Text provided:
○ ○ ○ ○ ○
Over the last couple months, my mind has been filled with rocks. To help Liam’s den fulfill one of their elective badges as Webelos II Cub Scouts, I led a couple days’ worth of activities on rocks. We talked about the great Pangaea, when all the continents nestled together; then the scouts plowed folded beach towels together to simulate plate tectonics crashing and forming mountains. We spread chocolate frosting on paper plates and slid graham cracks against one another on top of it to simulate plates at a fault line. The chocolate was the molten lava on which the plates float.
The second time we met to examine volcanic rock at the ocean’s edge in Marblehead, Massachusetts. It was a shocking discovery for this Midwesterner who grew up with fossilized limestone in the glacial heartland to discover that my current home sits on igneous rock from 550 million years ago.
Our first stop was Devereaux Beach where all the rock is intrusive: formed thousands of feet below the Earth’s surface. Having been rolled by the waves, the granite rocks on the beach were smooth. We found xenoliths in rocks: as magma cooled it ensnared other rocks. A mile from this beach, we climbed Castle Rock and watched the high tide waves crash into the sides of it. Jutting upward, yellow-ish rhyolite and black basalt heaved in what was the sides of a very old volcano. The rock dome, being some 30-feet high, was jagged; its height protected it from the pounding surf unlike the smooth rocks at the beach.
○ ○ ○ ○ ○
Information provided:
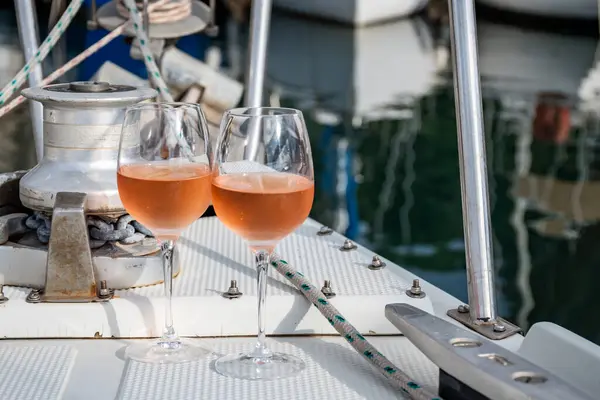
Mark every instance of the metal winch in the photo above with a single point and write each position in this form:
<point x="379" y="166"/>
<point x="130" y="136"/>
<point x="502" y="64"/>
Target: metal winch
<point x="63" y="228"/>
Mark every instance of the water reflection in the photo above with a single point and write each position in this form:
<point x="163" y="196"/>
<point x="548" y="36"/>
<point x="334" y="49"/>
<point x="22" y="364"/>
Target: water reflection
<point x="387" y="158"/>
<point x="379" y="106"/>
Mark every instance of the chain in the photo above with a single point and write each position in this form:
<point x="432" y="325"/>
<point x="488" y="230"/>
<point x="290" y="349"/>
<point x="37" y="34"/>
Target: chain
<point x="124" y="230"/>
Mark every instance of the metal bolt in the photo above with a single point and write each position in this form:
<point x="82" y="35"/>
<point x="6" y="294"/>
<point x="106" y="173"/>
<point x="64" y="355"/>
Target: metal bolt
<point x="324" y="231"/>
<point x="327" y="291"/>
<point x="104" y="292"/>
<point x="415" y="290"/>
<point x="35" y="296"/>
<point x="376" y="264"/>
<point x="233" y="292"/>
<point x="348" y="245"/>
<point x="463" y="309"/>
<point x="3" y="298"/>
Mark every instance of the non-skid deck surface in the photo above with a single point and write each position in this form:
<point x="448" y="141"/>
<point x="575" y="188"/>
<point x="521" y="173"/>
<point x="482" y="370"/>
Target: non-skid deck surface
<point x="34" y="372"/>
<point x="334" y="371"/>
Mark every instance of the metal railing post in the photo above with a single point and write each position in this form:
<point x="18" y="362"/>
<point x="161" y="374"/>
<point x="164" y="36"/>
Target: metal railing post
<point x="260" y="22"/>
<point x="28" y="32"/>
<point x="259" y="38"/>
<point x="481" y="313"/>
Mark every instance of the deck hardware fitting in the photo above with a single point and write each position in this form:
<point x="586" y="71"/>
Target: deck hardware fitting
<point x="497" y="329"/>
<point x="327" y="291"/>
<point x="376" y="264"/>
<point x="34" y="296"/>
<point x="348" y="245"/>
<point x="104" y="292"/>
<point x="233" y="292"/>
<point x="415" y="290"/>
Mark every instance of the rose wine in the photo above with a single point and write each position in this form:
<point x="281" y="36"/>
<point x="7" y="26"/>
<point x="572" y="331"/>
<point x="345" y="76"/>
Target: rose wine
<point x="263" y="208"/>
<point x="166" y="198"/>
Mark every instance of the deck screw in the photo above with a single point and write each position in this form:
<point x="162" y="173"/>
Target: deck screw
<point x="327" y="291"/>
<point x="376" y="264"/>
<point x="348" y="245"/>
<point x="415" y="290"/>
<point x="3" y="298"/>
<point x="34" y="296"/>
<point x="233" y="292"/>
<point x="324" y="231"/>
<point x="104" y="292"/>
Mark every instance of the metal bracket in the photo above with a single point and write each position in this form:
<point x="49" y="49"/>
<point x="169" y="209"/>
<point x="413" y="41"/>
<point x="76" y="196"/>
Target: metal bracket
<point x="494" y="330"/>
<point x="69" y="269"/>
<point x="489" y="370"/>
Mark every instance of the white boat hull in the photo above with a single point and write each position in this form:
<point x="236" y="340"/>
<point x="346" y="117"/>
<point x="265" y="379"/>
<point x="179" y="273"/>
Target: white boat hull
<point x="587" y="9"/>
<point x="356" y="71"/>
<point x="354" y="12"/>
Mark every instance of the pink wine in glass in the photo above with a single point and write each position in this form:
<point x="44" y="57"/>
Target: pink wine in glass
<point x="263" y="208"/>
<point x="166" y="198"/>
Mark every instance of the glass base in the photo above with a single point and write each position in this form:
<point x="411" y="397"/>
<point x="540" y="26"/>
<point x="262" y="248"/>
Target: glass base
<point x="253" y="367"/>
<point x="165" y="352"/>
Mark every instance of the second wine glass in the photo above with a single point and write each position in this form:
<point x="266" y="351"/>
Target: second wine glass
<point x="164" y="181"/>
<point x="262" y="190"/>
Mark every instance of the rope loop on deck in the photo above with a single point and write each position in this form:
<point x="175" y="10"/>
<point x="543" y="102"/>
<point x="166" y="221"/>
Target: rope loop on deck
<point x="395" y="375"/>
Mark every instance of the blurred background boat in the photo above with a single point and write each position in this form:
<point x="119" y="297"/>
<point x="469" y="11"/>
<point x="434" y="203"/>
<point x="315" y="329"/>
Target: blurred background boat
<point x="585" y="9"/>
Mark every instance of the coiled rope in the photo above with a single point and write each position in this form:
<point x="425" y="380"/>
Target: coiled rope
<point x="160" y="11"/>
<point x="157" y="10"/>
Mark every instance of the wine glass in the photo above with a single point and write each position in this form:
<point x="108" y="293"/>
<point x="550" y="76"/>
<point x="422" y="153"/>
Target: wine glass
<point x="164" y="180"/>
<point x="262" y="190"/>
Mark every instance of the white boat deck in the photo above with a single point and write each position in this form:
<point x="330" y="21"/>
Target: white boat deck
<point x="210" y="256"/>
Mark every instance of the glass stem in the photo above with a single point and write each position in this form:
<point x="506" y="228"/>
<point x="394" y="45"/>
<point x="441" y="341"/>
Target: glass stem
<point x="169" y="336"/>
<point x="262" y="267"/>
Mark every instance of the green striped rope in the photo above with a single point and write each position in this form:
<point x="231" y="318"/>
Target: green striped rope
<point x="42" y="52"/>
<point x="352" y="336"/>
<point x="149" y="60"/>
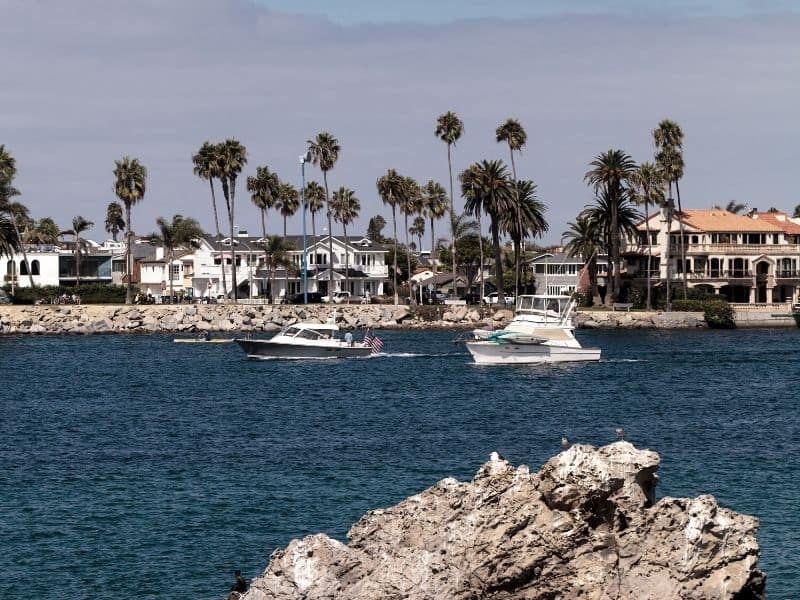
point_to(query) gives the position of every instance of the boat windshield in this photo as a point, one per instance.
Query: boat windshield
(544, 304)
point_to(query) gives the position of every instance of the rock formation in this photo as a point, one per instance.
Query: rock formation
(586, 526)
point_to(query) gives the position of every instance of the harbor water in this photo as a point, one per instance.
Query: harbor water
(133, 467)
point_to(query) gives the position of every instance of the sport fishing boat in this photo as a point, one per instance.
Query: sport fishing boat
(540, 332)
(310, 340)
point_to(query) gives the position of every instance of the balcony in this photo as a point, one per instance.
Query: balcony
(738, 249)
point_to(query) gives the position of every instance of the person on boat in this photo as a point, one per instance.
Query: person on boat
(240, 585)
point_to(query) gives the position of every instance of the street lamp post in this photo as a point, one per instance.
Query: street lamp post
(304, 158)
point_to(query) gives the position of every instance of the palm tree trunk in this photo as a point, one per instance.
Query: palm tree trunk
(683, 241)
(330, 235)
(498, 259)
(649, 251)
(346, 261)
(519, 223)
(480, 249)
(394, 272)
(286, 268)
(233, 245)
(452, 219)
(408, 261)
(216, 225)
(128, 256)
○ ○ ○ ○ ○
Written request 1:
In one to three sentences, explain why, according to the rocks account, Castle Rock was jagged while the granite rocks on Devereaux Beach were smooth.
Written request 2:
Carry on the rocks account from its last sentence.
The material above is separate from the rocks account.

Right answer 1:
The granite on Devereaux Beach had been rolled by the waves, which made it smooth. Castle Rock, a dome some 30 feet high, was protected by its height from the pounding surf, so it stayed jagged.

Right answer 2:
This morning, tucked in next to my plants under the living room window, I notice a five-pound intrusive igneous granite rock with a beautiful gray-white xenolith running through it. New since we were at the beach Sunday and hauled in, I'm guessing, by Liam.
At the top of our stairs beach treasures sit on a small table, including six smallish rocks from a beach in Kingston, Massachusetts. My collection of heart-shaped rocks is in this mix too. All of them are smooth – as though for years they had been rolling on the sand by wave after relentless wave.
I walk down the stairs of the deck and see in the flower garden to the left a line of more smooth rocks that have been collected from Cape Ann beaches over the twelve years we have lived here.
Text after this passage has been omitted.